━━━ Seçilen bölüm ━━━
Peygamber Efendimiz’in Çocuklara Terbiye Verme Yöntemleri Nelerdir?
Peygamber Efendimiz’in (s.a.v.), çocuklara terbiye verme yöntemleri nasıldı? Peygamberimiz (s.a.v.), çocuklara ibadet, edep ve ahlâkı nasıl sevdiriyor, hangi örneklerle kalplerine işliyordu?
Anne-baba, yavrularına ibadette, muâmelâtta, ahlâkta güzel bir örnek olmalı ve küçük yaştan itibaren terbiyelerine ihtimam göstermelidir. Aşağıdaki kıssa bu hâli ne güzel ifâde eder:
PEYGAMBER EFENDİMİZ’İN ÇOCUKLARA TERBİYE VERME YÖNTEMLERİ
Abdullah bin Abbâs -radıyallâhu anh-, henüz bir çocukken önünde gece namazı kılan Peygamber Efendimiz’i gördüğünde hemen onu taklit etmeye başlamıştır. Kendisi bu güzel hâtırasını şöyle nakleder:
“Allah Rasûlü -sallâllâhu aleyhi ve sellem-’in hanımlarından teyzem Meymûne’nin evinde gecelemiştim. O gece Peygamberimiz de onun yanındaydı. Allah Rasûlü yatsı namazını kıldırdı. Sonra evine gelerek dört rekât daha kıldı. Bir müddet uyuduktan sonra kalktı ve beni kastederek «Yavrucak uyumuş» buyurdu. Sonra kalktı. Ben de (kalktım, namaz kılmak için) solunda durdum. Âlemlerin Efendisi beni sağ tarafına aldı. Beş rekât namaz kıldı. Sonra iki rekât daha kıldı…” (Buhârî, İlim, 41)
━━━ Malzeme listesi ━━━
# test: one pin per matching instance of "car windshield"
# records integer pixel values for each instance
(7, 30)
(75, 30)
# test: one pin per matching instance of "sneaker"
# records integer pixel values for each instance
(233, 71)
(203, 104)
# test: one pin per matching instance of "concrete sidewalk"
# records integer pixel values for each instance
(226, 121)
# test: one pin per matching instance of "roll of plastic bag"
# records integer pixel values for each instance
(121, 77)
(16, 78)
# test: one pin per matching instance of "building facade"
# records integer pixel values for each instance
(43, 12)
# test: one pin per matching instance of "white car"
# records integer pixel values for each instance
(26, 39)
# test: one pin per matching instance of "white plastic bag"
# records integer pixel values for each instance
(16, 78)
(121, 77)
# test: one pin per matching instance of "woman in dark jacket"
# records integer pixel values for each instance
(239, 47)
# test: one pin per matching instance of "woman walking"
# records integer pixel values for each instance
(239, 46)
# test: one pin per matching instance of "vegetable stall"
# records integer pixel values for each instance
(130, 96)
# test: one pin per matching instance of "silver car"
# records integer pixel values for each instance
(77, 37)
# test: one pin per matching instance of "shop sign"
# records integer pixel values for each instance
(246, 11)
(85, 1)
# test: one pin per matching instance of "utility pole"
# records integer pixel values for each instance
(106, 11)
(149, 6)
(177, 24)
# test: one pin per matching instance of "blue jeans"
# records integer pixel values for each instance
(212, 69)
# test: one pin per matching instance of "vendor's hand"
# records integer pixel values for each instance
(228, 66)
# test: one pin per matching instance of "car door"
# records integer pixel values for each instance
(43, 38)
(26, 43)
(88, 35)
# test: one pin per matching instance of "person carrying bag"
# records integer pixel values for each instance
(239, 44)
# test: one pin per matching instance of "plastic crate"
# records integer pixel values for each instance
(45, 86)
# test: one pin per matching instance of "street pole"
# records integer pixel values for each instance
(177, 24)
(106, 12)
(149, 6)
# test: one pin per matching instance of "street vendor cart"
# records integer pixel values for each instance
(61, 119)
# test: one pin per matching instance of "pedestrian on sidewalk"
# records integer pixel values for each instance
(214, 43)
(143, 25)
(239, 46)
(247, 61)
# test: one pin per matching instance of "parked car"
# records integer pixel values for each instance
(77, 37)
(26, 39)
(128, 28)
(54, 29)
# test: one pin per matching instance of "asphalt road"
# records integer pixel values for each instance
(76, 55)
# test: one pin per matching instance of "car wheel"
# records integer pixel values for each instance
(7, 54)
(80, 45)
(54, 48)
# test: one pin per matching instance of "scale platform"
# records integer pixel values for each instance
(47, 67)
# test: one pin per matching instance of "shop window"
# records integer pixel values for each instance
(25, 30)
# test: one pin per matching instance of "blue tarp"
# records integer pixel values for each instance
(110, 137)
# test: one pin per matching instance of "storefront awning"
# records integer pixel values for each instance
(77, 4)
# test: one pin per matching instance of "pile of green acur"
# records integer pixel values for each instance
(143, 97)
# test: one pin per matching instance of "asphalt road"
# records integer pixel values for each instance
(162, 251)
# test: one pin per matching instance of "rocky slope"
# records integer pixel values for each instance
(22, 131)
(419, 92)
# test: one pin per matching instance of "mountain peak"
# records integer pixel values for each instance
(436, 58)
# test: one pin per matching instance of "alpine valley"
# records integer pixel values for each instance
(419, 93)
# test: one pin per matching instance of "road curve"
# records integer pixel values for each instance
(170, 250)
━━━
Görev tanımı
Peygamber Efendimiz'in çocuklara terbiye verme yöntemlerini anlatan metni, son cümlesinden sonra devam ettirin. Bu malzeme başka bir kaynaktan alınmıştır.

Alıştırma çıktısı
Yine İbn-i Abbâs -radıyallâhu anh-, çocuk yaşta iken Rasûlullah -sallâllâhu aleyhi ve sellem- ile birlikte cenâze ve bayram namazlarına katılmış, O’nun ibadet heyecanından feyz almıştır. (Buhârî, Cenâiz 60, Iydeyn 16)
Peygamber Efendimiz çocuklarla birlikte yemek yemiş, onları seyretmiş, onların akıl ve ruh dünyalarını harekete geçirecek canlı bir üslûpla yanlışlarını düzeltmiştir. Bu hususla ilgili bir müşâhedesini Ömer bin Ebî Seleme -radıyallâhu anh- şöyle anlatıyor:
“Ben, Rasûlullah -sallâllâhu aleyhi ve sellem-’in eğitim ve gözetimi altında yetişen bir çocuktum. Yemek yerken elim kabın her tarafında dolaşırdı. Bir gün Allah Rasûlü bana:
«–Yavrucuğum! Besmele çek, sağ elinle ve önünden ye!» buyurdu. Artık ondan sonra hep öyle yaptım.” (Buhârî, Et’ime, 2; Müslim, Eşribe, 108)
Başka bir rivâyette Âlemlerin Efendisi -sallâllâhu aleyhi ve sellem-; “Sofraya yaklaş, yavrucuğum!..” buyurarak yumuşak ve muhabbet dolu bir üslûpla bu yavruya yemek usûl ve âdâbını göstermiştir. (İbn-i Hacer, el-İsâbe, II, 519)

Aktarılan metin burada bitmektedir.